Reviews For How Glass Shatters


Name: RogueSlytherin (Signed) · Date: 17 Mar 2022 03:13 PM · For: Chapter 1

Hey There :D Here with the SS Voyager :D 

I'm not sure if this is a one-shot from an extended story or just something cooked up for this challenge - and it's because you do such a great job of connecting these characters and setting them up with history and connections that feel like there's more story there - so awesome job! 


And the way Draco's glass slowly cracks and then shatters <3 That's such an awesome visual. I love the voice you captured for Draco in this. The way he hears his mother's voice in his head, telling him to have manners and not mumble - that sort of posh upbringing always in the back of his mind. And the sus way he deals with Harry - never really sure where he stands - never certain if he's actually accepted or if there's some sort of vengence waiting to be taken.


Lots of character and voice in such a short story - loved this! 


- Jacquelin 



Name: starlitcastles (Signed) · Date: 16 Jan 2022 03:56 AM · For: Chapter 1

Hi Della!


 


I saw on your wishlist on the forums for the Arctic Adventure that you wanted reviews on this story and plus I haven’t read your works yet so I thought why not drop two birds with one stone! Or something like that? Anyway, onward to the review shall we?!


 


The idea of Draco Malfoy having a glass wall especially a metaphoric one is brilliant and the way you managed to convey it slowly throughout moments shows whether  he's standing at the party watching the Potters befuddled as to why he got invited to them to when he sees Luna Lovegood at the same party moments later unsure of why she’s there until he asks her.  I love how you wrote this with mentioning the glass wall he has bit by bit in each of the scenes we see him in too!


 


 


Another thing I wanted to mention that I absolutely loved is that we see more of Harry and Draco's friendship expanded on since it seems like they aren't really friends or seem close in the books. I'm glad that Harry seems to warm up to him and is kind enough to not only compliment him on the curse breaking and healing them during this scene (and am wondering if it’s part of the auror mission or something like that?) to inviting him to a party that he’s attending in the present day of the story. I honestly feel Harry is doing his best to try and reach out to Draco which is great! The two being friends is something I’ve always hoped for. The part where it’s mentioned that glass knock also feels like these interactions between him and Harry shows that he’s definitely noticed a change between them and is starting to open up  but not completely.


 


 


I also love that Luna Lovegood was also the one to break the metaphorical glass and, we see that while it shocks him, it's also him coming to terms with the fact that he can have somebody whom he might be able to open up to and not have a wall all the time.  It’s great to see that he’s also doing so with her as well!

Directions → Please list every first name of a person in the reviews page, leaving out the usernames, in order of first appearance. The lines play no part in this work.

Source data →

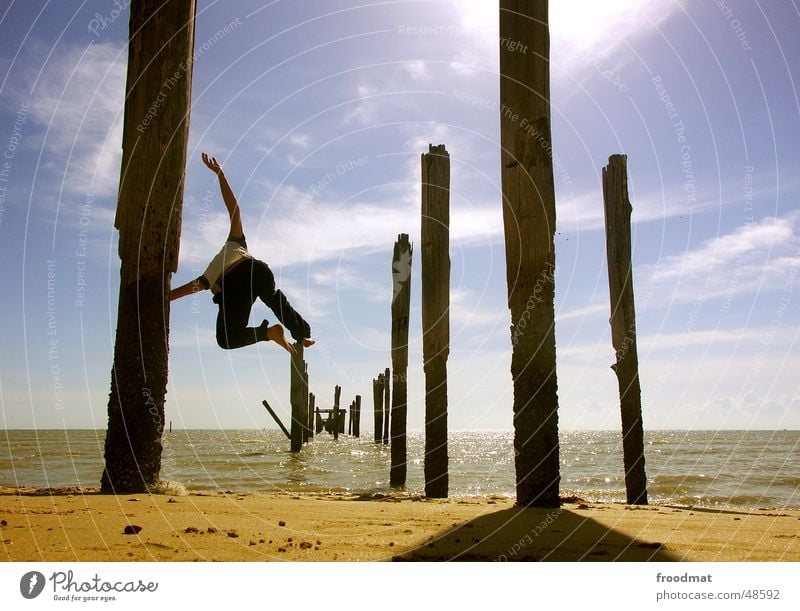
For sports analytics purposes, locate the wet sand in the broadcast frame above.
[0,487,800,562]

Task solution → Draco, Harry, Jacquelin, Della, Luna